Work order:
Repeat every entry exactly as it appears.
▽
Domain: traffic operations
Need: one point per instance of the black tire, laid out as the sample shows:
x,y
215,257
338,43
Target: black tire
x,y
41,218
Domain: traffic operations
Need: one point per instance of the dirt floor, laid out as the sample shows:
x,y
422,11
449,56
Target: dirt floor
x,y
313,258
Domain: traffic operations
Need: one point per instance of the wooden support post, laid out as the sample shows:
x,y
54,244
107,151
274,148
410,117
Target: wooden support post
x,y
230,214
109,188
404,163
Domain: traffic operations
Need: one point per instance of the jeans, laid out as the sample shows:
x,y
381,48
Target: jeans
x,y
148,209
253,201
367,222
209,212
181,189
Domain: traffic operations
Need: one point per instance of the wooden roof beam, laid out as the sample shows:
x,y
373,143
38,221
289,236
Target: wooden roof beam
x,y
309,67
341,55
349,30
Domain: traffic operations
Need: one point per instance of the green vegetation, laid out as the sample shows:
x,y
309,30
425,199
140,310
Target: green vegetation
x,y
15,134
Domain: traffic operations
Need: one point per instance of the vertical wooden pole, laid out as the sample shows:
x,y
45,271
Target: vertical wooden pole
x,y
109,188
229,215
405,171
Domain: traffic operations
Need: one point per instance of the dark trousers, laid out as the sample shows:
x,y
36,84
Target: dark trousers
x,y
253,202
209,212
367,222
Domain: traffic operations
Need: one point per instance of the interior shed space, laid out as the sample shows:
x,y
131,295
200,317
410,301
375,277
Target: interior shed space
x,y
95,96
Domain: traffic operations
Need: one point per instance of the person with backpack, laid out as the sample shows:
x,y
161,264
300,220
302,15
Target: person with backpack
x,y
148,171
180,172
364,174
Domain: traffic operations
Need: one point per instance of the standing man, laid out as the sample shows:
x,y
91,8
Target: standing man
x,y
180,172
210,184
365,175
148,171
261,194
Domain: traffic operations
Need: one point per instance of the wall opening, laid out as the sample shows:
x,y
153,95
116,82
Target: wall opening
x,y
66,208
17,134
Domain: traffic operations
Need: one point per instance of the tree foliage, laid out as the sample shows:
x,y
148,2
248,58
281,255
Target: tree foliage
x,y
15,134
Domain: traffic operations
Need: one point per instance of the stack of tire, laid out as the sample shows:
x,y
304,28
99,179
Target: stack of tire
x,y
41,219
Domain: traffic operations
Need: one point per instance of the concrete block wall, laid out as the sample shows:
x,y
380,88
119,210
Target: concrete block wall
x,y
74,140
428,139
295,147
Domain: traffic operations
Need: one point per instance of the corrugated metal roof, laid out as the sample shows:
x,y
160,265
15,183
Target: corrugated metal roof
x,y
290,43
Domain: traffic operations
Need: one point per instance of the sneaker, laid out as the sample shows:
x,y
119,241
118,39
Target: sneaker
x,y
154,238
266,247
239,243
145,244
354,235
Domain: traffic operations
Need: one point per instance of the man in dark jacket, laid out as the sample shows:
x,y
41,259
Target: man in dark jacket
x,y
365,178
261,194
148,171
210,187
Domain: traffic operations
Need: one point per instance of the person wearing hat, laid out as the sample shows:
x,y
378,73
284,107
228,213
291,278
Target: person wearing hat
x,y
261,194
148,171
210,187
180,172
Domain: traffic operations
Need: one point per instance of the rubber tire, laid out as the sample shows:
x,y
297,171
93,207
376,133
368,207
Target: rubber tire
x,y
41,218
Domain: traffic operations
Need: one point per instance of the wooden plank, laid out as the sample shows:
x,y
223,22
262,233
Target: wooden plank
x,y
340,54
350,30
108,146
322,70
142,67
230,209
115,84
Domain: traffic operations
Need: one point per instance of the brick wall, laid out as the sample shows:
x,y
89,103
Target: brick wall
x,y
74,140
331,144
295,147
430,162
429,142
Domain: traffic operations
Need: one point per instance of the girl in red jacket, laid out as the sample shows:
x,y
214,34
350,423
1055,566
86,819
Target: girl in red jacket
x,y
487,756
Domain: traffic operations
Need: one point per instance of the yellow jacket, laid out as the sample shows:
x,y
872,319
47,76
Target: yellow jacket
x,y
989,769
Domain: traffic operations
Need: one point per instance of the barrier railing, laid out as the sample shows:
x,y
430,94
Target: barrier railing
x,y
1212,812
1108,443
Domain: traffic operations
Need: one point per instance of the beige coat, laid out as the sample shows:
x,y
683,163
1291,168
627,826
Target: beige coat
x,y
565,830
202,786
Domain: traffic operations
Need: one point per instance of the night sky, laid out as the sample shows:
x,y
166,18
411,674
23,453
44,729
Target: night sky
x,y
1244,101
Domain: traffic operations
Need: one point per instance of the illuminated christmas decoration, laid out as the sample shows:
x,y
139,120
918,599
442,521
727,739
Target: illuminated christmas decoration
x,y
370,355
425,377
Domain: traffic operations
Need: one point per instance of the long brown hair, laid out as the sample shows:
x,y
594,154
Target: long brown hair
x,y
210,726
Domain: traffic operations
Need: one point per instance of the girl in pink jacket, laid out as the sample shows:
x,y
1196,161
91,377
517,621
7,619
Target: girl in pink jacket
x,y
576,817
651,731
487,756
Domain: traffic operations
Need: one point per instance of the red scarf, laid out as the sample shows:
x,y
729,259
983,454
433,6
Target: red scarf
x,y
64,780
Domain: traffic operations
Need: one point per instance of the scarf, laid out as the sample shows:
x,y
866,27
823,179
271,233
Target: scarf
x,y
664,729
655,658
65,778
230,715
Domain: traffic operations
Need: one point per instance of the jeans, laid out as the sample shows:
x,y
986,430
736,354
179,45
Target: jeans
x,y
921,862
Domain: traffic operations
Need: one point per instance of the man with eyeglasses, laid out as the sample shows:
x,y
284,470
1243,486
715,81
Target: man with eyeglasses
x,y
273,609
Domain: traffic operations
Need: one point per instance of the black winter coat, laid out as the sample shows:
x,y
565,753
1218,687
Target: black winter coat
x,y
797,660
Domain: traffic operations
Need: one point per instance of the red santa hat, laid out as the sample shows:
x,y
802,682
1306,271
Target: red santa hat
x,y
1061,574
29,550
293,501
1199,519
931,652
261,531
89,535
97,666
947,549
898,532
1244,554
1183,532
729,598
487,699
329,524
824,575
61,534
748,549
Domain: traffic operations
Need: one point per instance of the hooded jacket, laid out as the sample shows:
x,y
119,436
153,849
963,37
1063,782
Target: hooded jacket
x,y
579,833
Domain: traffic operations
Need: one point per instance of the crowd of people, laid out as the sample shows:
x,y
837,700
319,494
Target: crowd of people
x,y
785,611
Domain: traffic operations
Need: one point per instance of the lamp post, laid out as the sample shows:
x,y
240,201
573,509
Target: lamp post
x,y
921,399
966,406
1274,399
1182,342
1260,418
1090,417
△
Result of the exercise:
Domain: traffic operations
Need: one point per instance of the black tire, laid out as the sample shows:
x,y
215,257
338,43
Target: black tire
x,y
41,218
Domain: traffic operations
Need: one point per instance of the dirt floor, laid out as the sample shows:
x,y
422,11
449,56
Target: dirt floor
x,y
313,258
Domain: traffic operations
Need: one point per instance of the wooden support post, laid out as the sample shows:
x,y
54,244
107,151
274,148
410,117
Target: wooden support post
x,y
230,214
109,188
404,163
Domain: traffic operations
Need: one point per instance of the jeans, laid out as the sample shows:
x,y
381,48
Target: jeans
x,y
148,209
253,201
367,222
209,212
181,189
Domain: traffic operations
Need: one point per instance of the wooden roof beam, laid out as the sample shows:
x,y
373,143
38,221
289,236
Target: wooden roof beam
x,y
309,67
341,55
349,30
Domain: traffic operations
Need: one point per instance of the green vegetation, laid out as the sample shows:
x,y
309,30
425,199
140,310
Target: green vegetation
x,y
15,134
Domain: traffic operations
Need: one point per instance of the vertical wooden pole, laid out as the sample shows:
x,y
45,271
Target: vertical wooden pole
x,y
109,188
229,215
405,171
Domain: traffic operations
Need: one point per instance of the dark trousers, laid out as the sample shows:
x,y
36,84
Target: dark trousers
x,y
253,202
209,212
367,222
Domain: traffic operations
Need: one point per instance of the interior shed space, laid out as the sample shows:
x,y
131,295
200,317
410,301
375,277
Target: interior shed space
x,y
95,96
Domain: traffic operations
Need: one point per instance of the person with backpack, laid out as the sample shows:
x,y
161,264
300,220
302,15
Target: person with backpack
x,y
148,171
180,172
364,174
Domain: traffic operations
Need: one point per instance of the standing man, laid out as the sample shows:
x,y
91,8
Target: standing man
x,y
180,172
210,184
365,175
148,171
261,194
Domain: traffic operations
Need: one point per instance of the wall opening, laid out as the sample shows:
x,y
153,95
116,82
Target: wall opening
x,y
66,208
17,134
Domain: traffic operations
Need: one point per instance of the tree foliage, laid out as the sample shows:
x,y
148,2
248,58
281,255
Target: tree foliage
x,y
15,134
Domain: traffic operations
Need: one point per instance of the stack of tire, laid out as the sample shows:
x,y
304,28
99,179
Target: stack of tire
x,y
41,219
Domain: traffic operations
Need: one point per instance of the concrete block wall, laid out as the sample shows:
x,y
380,88
119,210
Target: concrete block wall
x,y
74,140
428,139
295,147
Domain: traffic operations
Need: one point per instance of the corrugated metal roof, laid out as the sample shows:
x,y
160,265
15,183
Target: corrugated metal roof
x,y
290,43
Domain: traffic operations
Need: one point per instance of the sneaker, laid out as the sample shows:
x,y
119,241
118,39
Target: sneaker
x,y
154,238
266,247
239,243
145,244
354,235
Domain: traffic operations
Need: one point per instance of the man in dark jacket, laid out as the sample shows:
x,y
41,259
Target: man in dark jacket
x,y
365,178
261,194
148,171
210,187
Domain: traffic operations
Need: one point per instance of the person wearing hat, laid out as the sample shows:
x,y
378,73
284,107
228,213
291,278
Target: person wearing hat
x,y
261,194
148,171
210,187
180,172
Domain: traffic operations
Need: one point per instance of the rubber tire, laid out as the sample shows:
x,y
297,171
93,207
376,133
368,207
Target: rubber tire
x,y
41,218
Domain: traffic operations
Need: one point per instance of the wooden plank, laid out as the sample shows:
x,y
223,22
262,233
Target: wooden plank
x,y
340,54
350,30
108,146
322,70
142,67
230,209
115,84
Domain: traffic operations
Need: one point per instance of the brick wall, laid out as the sample shows:
x,y
89,103
Target: brick wall
x,y
74,140
331,144
295,147
430,162
429,142
Domain: traffic operations
Need: one point per instance of the girl in red jacket, laid out as the sample shows:
x,y
214,34
350,423
1055,566
86,819
Target: girl in red jacket
x,y
487,756
Domain: traffic operations
Need: one point per instance of the yellow jacket, laid out as the sample shows:
x,y
872,319
47,76
Target: yellow jacket
x,y
989,769
Domain: traffic operations
Need: one point per instance of the barrier railing, laid out as the sample shows:
x,y
430,94
Target: barrier railing
x,y
1212,812
1108,443
Domain: traffic operations
Need: one point per instance of the beige coat, laid out as the sample shows:
x,y
683,163
1291,168
627,826
Target: beige coat
x,y
565,830
202,786
Domain: traffic operations
Need: one point per instance of the night sky, laid out as the sample shows:
x,y
166,18
411,674
23,453
44,729
Target: night sky
x,y
1244,101
Domain: traffic operations
Need: one point per instance of the illuminated christmas decoration, laid out as the sample shows:
x,y
139,120
918,599
442,521
727,739
Target: illuminated christmas decoration
x,y
370,355
425,377
Domain: traffic operations
Need: one point per instance of the long brown hair, laid out as the sample shows:
x,y
594,154
Target: long brown hair
x,y
210,726
Domain: traffic operations
Need: one point per instance of the girl in pink jacket, laid out as the sample shows:
x,y
1196,161
91,377
517,621
7,619
Target: girl in pink jacket
x,y
576,817
651,731
487,756
Domain: traffic operations
Need: one point per instance of the red scarf, laid out as the sample shows:
x,y
729,259
983,454
433,6
Target: red scarf
x,y
64,780
Domain: traffic operations
Need: one point per instance of the scarf, laid out as the sample shows:
x,y
866,27
823,179
271,233
Target: scarf
x,y
664,729
655,658
65,778
230,715
Domain: traffic operations
Need: one point per instance of the jeans, laid out as the sample shows:
x,y
986,430
736,354
179,45
Target: jeans
x,y
921,862
Domain: traffic operations
Need: one point per instance of the man with eyeglasses, laid out as the sample shows:
x,y
284,470
1243,486
715,81
Target: man with eyeglasses
x,y
273,609
Domain: traffic operations
Need: one point per instance of the black winter coat, laid out as the sample shows:
x,y
565,753
1218,687
Target: black winter coat
x,y
797,660
Domain: traffic operations
Need: one point per instance of the red santa hat, laid out as the sample shows:
x,y
802,682
1306,271
Target: red santa hat
x,y
1061,574
29,550
293,501
1199,519
931,652
261,531
89,535
97,666
947,549
898,532
1244,554
1183,532
729,598
487,699
329,524
824,575
61,534
748,549
Domain: traffic operations
Need: one point per instance of the hooded jacket, laid out as the sample shows:
x,y
119,436
153,849
963,37
1063,782
Target: hooded jacket
x,y
579,833
Domain: traffic operations
Need: one point per instance of the crowd of people, laid out as the sample shows:
x,y
837,700
319,494
Target: crowd of people
x,y
785,611
Domain: traffic operations
Need: one point per instance of the lamp post, laid out as the sample shows:
x,y
240,201
573,509
Target: lamp post
x,y
921,399
966,406
1274,399
1182,342
1260,418
1090,417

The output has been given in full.